TEXT TO READ
--- BEGIN ---

The USTA Dinkins Grant’s Impact

Baluck Deang understands both the opportunity and the strain tennis can create. The sport opened a pathway to college, but it also exposed pressures that push many players out: limited resources, isolation and the sense that tennis was not designed with everyone in mind. Those experiences shaped her decision to coach, not simply to remain in the sport, but to help reshape it for those coming next.

 

For Deang and Dedric “Zack” Ray, both former Historically Black College and University (HBCU) student-athletes, the journey into coaching was not linear. It was built through access: coaching certifications, mentors who made the profession feel attainable and financial support from the USTA David N. Dinkins HBCU Coaching Grant that turned possibility into action.


Turning Coaching Potential into a Career Reality

Ray began playing tennis at age six through an after-school program on public courts. He practiced constantly, sometimes against the back wall at home, until a coach encouraged him to compete. He knew he wanted an HBCU experience, and after visiting Xavier University of Louisiana, he committed.

 

Coaching emerged gradually. After his first year of college, Ray needed a summer job. Tennis was the natural fit, but the work carried meaning: teaching kids on public courts in underdeveloped communities. Coaching became tangible, not theoretical.

--- END ---

PROBLEM SET
a - According to the article on the USTA Dinkins Grant, at what age did Ray begin playing tennis?
b - Please return the passage of the article on the USTA Dinkins Grant that opens with the words containing "For Deang and" and closes with "Louisiana, he committed.".

RECORDED INFORMATION
--- BEGIN ---

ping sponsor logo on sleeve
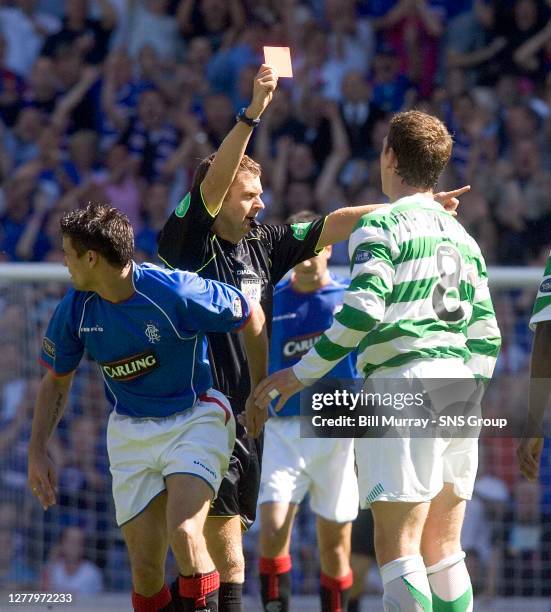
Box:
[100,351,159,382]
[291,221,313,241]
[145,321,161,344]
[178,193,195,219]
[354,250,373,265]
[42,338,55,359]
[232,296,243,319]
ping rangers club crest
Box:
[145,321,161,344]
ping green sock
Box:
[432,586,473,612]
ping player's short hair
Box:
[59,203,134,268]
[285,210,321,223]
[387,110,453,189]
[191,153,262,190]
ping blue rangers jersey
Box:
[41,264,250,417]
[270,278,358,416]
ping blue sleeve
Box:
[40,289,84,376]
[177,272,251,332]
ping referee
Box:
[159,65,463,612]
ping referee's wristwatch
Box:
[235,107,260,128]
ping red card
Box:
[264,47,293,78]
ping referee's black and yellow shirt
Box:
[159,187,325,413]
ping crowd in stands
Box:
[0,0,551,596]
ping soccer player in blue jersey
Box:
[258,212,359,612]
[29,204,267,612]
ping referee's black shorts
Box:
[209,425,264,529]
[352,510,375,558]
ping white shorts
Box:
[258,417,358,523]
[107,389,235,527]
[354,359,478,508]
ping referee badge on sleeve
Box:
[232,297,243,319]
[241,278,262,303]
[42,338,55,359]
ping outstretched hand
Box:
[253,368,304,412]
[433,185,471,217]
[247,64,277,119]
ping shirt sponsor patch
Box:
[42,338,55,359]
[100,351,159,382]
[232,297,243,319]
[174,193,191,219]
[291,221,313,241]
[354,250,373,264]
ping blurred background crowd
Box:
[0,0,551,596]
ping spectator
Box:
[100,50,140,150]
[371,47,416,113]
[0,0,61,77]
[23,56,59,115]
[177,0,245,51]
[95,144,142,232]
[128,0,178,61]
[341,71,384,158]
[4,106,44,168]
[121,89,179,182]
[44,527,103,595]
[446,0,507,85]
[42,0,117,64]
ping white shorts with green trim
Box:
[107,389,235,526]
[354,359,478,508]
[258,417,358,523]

--- END ---

EXERCISE ANSWERS
a - At age six.

b -
For Deang and Dedric “Zack” Ray, both former Historically Black College and University (HBCU) student-athletes, the journey into coaching was not linear. It was built through access: coaching certifications, mentors who made the profession feel attainable and financial support from the USTA David N. Dinkins HBCU Coaching Grant that turned possibility into action.


Turning Coaching Potential into a Career Reality

Ray began playing tennis at age six through an after-school program on public courts. He practiced constantly, sometimes against the back wall at home, until a coach encouraged him to compete. He knew he wanted an HBCU experience, and after visiting Xavier University of Louisiana, he committed.